Selected text |
------------------------------------------------------------

Mr. Hutt: If you have ever seen the roots of a long leaf pine, you've seen where the roots go to when they get a chance.

Prof. Smith: I should like to ask Dr. Deming if he would give us his experience in propagating the walnut and hickory?

Dr. Deming: A very important thing indeed for us nut growers in the North is to learn how to propagate. Dr. Morris has had some success; I haven't had any. I have tried it summer and spring, year after year. I believe there are a few pieces of bark, without buds, still growing. Chestnuts I haven't found very difficult, but with the walnut and hickory I have had no success whatever, although I have practiced the best technique I could master. I think one reason why I have had no success is that I haven't had good material. I have had good stocks, but I haven't had good scions, not the sort of scion that the successful southern nurserymen use. Still, Dr. Morris has had success with the same kind of material that I have failed with.

The Chairman: Not very much success.

Mr. Lake: Dr. Deming said that the land ought not to be too dry nor too wet. Would you feel like saying that a water-table at 24 inches was neither too low nor too high?

Mr. Hutt: It depends a great deal on the nature of the soil, the water-pulling capacity of the soil. Take a soil like that I mentioned, in Hyde County, near the ocean; you can see it quake all around you.

------------------------------------------------------------

Record extracts |
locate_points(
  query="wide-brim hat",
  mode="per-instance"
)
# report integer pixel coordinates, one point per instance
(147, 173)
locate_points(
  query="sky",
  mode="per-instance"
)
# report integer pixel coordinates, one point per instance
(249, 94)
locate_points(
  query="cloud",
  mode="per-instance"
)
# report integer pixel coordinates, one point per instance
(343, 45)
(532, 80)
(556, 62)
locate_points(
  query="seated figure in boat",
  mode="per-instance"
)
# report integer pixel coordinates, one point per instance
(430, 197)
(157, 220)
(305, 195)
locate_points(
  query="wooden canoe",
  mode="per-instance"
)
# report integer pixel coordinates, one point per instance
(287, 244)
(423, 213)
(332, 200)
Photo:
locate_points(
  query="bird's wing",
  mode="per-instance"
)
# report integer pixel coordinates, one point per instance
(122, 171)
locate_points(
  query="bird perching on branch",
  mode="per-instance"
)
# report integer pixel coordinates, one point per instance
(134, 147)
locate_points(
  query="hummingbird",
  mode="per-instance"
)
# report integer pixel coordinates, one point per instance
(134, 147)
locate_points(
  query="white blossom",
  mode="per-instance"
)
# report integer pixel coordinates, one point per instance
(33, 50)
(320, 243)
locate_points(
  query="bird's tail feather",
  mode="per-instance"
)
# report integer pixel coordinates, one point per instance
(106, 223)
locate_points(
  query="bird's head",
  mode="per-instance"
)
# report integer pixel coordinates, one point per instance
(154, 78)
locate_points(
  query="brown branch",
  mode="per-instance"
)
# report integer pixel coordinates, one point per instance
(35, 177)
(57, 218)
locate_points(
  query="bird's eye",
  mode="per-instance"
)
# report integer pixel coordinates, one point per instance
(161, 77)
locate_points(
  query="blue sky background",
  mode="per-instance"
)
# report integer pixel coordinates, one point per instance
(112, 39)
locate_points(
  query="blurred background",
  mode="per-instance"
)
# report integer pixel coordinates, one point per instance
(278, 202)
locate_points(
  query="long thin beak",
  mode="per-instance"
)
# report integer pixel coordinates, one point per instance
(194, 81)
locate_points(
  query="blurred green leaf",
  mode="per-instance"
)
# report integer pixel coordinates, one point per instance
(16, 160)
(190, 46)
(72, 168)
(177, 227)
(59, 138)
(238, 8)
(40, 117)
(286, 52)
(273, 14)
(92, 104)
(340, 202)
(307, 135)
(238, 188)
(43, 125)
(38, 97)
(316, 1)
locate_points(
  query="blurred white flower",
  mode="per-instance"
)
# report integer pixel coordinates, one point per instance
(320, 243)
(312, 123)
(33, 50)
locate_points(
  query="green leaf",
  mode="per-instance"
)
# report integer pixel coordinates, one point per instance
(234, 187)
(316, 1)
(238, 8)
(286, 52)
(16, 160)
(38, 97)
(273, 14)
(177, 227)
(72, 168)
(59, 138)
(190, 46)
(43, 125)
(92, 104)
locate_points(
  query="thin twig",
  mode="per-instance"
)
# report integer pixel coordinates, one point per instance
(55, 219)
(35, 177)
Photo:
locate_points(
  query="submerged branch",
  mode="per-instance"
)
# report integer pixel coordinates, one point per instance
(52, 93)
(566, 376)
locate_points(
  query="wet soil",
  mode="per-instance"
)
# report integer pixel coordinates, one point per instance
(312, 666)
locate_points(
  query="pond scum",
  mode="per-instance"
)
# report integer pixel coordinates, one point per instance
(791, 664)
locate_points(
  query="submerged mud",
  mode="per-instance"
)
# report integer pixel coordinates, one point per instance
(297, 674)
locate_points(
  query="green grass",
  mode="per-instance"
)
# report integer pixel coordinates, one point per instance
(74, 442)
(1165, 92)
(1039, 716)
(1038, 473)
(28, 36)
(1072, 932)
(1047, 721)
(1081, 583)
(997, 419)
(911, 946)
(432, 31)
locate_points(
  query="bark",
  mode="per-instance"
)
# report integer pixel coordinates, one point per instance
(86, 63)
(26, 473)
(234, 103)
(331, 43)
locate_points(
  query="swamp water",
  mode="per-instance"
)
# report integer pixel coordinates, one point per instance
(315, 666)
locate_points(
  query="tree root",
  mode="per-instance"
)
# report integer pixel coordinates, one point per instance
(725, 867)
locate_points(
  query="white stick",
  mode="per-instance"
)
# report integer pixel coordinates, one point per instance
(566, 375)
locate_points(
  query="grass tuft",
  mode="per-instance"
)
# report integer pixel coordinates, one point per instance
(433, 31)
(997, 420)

------------------------------------------------------------

Set exercise 1 | In the discussion transcript on nut growing, which nut does Dr. Deming say he has not found very difficult to propagate?
Set exercise 2 | Carry the nut growers' discussion forward from its final line, keeping the same speakers and format.
The items have nothing to do with the discussion transcript.

Task answer 1 | Chestnuts.

Task answer 2 |
Mr. Lake: But would you say that the northern nut grower might safely put his orchard on soil that had a water-table within two or three feet of the surface?

Mr. Hutt: I could tell if I saw that soil. If it is craw-fishy, or soil that is ill-drained or won't carry ordinary crops, I'd say keep off of it, but if it will bear ordinary crops it's all right; in some cases where the soil is very rich the plant does not need to go down into that soil anything like the depth it would in a poor soil. The poorer the soil the further the roots have to go to find nourishment.

Mr. Lake: I think that is an extremely exceptional case in relation to northern nuts. There is very little such North Carolina land in this section of the country, if I judge right. We don't plant nut-growing orchards up here in peaty soils, so Dr. Deming's recommendation was rather for very good agricultural soil. A water-table here must be eight or ten feet deep; in that event, it would not make any difference whether you left three feet of tap-root or 15 inches.

Mr. Hutt: No.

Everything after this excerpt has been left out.